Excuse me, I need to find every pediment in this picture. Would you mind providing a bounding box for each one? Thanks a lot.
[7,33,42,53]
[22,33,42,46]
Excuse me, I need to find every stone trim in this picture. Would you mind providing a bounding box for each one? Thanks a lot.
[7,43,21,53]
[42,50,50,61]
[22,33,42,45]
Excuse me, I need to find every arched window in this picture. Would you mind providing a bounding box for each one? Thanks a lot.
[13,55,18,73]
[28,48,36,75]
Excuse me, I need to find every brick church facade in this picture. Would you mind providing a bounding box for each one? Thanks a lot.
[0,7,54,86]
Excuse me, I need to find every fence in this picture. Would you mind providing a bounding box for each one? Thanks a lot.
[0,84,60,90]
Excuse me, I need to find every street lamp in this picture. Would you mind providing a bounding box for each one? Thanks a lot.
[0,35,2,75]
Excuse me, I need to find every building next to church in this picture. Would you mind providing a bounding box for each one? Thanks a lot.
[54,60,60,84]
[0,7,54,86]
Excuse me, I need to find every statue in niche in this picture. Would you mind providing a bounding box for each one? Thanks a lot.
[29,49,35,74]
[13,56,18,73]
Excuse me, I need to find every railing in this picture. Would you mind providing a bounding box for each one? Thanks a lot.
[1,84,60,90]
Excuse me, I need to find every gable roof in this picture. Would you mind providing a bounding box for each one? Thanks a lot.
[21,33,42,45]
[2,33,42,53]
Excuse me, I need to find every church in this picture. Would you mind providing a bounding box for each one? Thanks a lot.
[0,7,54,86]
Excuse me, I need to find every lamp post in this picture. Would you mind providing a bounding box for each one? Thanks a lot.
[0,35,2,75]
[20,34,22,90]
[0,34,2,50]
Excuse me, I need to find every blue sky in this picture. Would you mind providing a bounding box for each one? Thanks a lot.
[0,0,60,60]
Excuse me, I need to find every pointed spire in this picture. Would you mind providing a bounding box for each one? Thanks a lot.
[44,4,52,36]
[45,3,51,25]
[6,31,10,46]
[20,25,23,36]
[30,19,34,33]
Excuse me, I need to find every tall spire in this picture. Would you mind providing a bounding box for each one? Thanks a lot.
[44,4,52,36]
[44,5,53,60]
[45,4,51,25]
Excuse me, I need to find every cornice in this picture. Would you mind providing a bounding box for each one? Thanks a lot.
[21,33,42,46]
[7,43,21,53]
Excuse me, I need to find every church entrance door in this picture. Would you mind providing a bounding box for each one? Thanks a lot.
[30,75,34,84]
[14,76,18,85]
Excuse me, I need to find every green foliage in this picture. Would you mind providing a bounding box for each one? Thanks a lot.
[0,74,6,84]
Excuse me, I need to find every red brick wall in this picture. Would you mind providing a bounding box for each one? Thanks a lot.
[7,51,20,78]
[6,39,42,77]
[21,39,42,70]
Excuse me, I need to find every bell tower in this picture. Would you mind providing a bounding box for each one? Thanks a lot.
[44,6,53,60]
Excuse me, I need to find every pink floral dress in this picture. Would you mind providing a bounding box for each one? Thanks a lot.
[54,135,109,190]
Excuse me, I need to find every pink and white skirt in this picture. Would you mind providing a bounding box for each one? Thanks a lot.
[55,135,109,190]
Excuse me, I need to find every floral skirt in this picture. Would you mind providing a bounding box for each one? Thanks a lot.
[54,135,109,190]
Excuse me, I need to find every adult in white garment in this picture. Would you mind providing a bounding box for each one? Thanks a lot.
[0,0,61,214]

+++

» Your task
Set down the entire material again, exactly as it stands.

» Result of the task
Excuse me, I need to find every pediment in this picture. Would you mind providing a bounding box for each one? Thanks a lot.
[7,33,42,53]
[22,33,42,46]
Excuse me, I need to find every stone trim in this picture. Would you mind providing a bounding box for each one? Thanks a lot.
[7,43,21,53]
[42,50,50,61]
[22,33,42,45]
Excuse me, I need to find every arched window in this picture. Would you mind providing a bounding box for each one? Thanks a lot.
[13,55,18,73]
[28,48,36,75]
Excuse me, I need to find every brick church facade in this picture. Would you mind providing a bounding box for each one? Thanks a lot.
[0,7,54,86]
Excuse me, I need to find every fence in this picture. Would you mind providing a bounding box for each one? Thanks a lot.
[0,84,60,90]
Excuse me, I need to find every street lamp in this picture. Would you mind providing a bounding box for each one? Thanks a lot.
[0,35,2,75]
Excuse me, I need to find every building next to church in this picture. Would you mind providing a bounding box for each one? Thanks a lot.
[54,60,60,84]
[0,7,54,86]
Excuse me, I need to find every statue in niche in this picture. Would you mind providing a bounding box for each one? Thanks a lot.
[29,49,35,74]
[13,56,18,73]
Excuse me, I need to find every railing in this picture. Would you mind providing a bounding box for each one? Thanks a lot.
[1,84,60,90]
Excuse me, I need to find every gable roof in this picture. Would you mind providing a bounding box for each one? Thanks a lot.
[21,33,42,45]
[2,33,42,53]
Excuse me, I need to find every church in this picture. Would you mind providing a bounding box for each one? Thanks a lot.
[0,7,54,86]
Excuse me, I need to find every lamp post in this picture. Would you mind providing a bounding box for each one? Thanks a lot.
[0,35,2,75]
[20,34,22,90]
[0,34,2,50]
Excuse me, I need to find every blue sky in this picture. Would you mind providing a bounding box for each one? Thanks a lot.
[0,0,60,60]
Excuse me, I need to find every pointed spire in this picture. Would you mind providing a bounding box for each one? Thanks a lot.
[44,4,52,36]
[45,3,51,25]
[6,31,10,46]
[20,25,23,36]
[30,19,34,33]
Excuse me, I need to find every tall spire in this picture. Would you mind providing a bounding box for each one? Thanks a lot.
[44,4,52,36]
[44,5,53,60]
[45,4,51,25]
Excuse me, I need to find every cornice in this picture. Would you mind providing a bounding box for each one? Thanks a lot.
[21,33,42,46]
[7,43,21,53]
Excuse me, I need to find every church entrance door in this picture. Would you mind providing a bounding box for each one? Thanks a lot.
[30,75,34,84]
[14,76,18,85]
Excuse me, I need to find every green foliage in this picture. Would you mind providing a bounding box for each one? Thanks a lot.
[0,74,6,84]
Excuse me, I need to find every red brick wall in this picture. Would you mind providing a bounding box for each one? Thanks a lot.
[7,51,20,78]
[6,39,42,77]
[21,39,42,70]
Excuse me, I need to find every bell tower in this picture. Would you mind providing a bounding box for each one? Thanks a lot.
[44,6,53,60]
Excuse me, I need to find every pink floral dress in this picture. Would you mind providing a bounding box for each one? Thanks a lot.
[54,135,109,190]
Excuse me, I need to find every pink and white skirt in this picture. Would you mind providing a bounding box for each one? Thanks a lot.
[55,135,109,190]
Excuse me, I need to find every floral skirt in this picture. Would you mind providing a bounding box for each one? Thanks a lot.
[54,135,109,190]
Excuse me, I need to find every adult in white garment in this picture. Would you mind providing a bounding box for each one? Thanks a lot.
[0,0,61,214]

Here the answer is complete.